Input data:

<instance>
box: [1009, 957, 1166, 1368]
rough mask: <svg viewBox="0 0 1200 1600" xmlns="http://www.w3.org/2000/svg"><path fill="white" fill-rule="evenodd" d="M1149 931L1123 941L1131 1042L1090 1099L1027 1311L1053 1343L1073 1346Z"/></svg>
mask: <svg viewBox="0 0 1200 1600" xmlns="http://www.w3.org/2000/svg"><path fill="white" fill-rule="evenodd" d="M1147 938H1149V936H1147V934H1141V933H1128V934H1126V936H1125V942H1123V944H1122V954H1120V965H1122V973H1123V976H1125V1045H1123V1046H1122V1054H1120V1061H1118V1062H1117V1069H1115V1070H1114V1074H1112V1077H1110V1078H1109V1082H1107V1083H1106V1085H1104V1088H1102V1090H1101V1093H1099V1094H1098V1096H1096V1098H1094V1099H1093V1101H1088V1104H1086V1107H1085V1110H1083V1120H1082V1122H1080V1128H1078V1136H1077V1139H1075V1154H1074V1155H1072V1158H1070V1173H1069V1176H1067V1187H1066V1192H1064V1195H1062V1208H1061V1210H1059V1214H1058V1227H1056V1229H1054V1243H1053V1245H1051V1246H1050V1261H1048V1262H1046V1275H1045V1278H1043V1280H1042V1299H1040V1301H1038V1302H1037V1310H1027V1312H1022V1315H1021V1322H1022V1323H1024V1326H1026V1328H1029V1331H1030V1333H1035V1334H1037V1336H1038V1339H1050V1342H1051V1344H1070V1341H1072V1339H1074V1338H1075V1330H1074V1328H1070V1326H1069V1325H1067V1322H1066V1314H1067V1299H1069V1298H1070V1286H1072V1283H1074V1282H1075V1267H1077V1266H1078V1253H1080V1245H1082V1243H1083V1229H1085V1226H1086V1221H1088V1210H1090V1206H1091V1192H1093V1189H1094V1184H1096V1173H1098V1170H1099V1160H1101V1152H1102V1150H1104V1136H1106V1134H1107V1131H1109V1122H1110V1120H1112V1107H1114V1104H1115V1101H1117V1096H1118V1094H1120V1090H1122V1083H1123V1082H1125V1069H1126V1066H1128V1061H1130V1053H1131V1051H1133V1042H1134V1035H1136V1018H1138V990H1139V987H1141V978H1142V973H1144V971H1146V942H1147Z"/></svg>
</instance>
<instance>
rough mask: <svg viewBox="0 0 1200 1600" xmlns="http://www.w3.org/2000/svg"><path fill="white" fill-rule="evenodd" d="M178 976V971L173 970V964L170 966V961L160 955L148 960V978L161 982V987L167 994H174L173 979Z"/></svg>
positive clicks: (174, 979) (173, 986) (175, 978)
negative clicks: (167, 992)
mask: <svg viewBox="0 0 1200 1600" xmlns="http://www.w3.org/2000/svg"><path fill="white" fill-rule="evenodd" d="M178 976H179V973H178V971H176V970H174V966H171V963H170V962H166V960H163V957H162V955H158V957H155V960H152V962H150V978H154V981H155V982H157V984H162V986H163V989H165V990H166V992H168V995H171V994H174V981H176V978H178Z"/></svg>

Task details:
From the line containing "976V971L173 970V964L170 966V961L160" through the closing line of the material above, return every line exactly and omit all others.

Result for this exercise:
rough mask: <svg viewBox="0 0 1200 1600" xmlns="http://www.w3.org/2000/svg"><path fill="white" fill-rule="evenodd" d="M178 976V971L173 970V964L170 966V961L160 955L148 960V978L161 982V987L167 994H174L173 979Z"/></svg>
positive clicks: (174, 979) (173, 986) (175, 978)
negative clicks: (167, 992)
mask: <svg viewBox="0 0 1200 1600" xmlns="http://www.w3.org/2000/svg"><path fill="white" fill-rule="evenodd" d="M178 976H179V973H178V971H176V970H174V966H171V963H170V962H166V960H163V957H162V955H158V957H155V960H152V962H150V978H154V981H155V982H157V984H162V986H163V989H165V990H166V992H168V995H171V994H174V981H176V978H178Z"/></svg>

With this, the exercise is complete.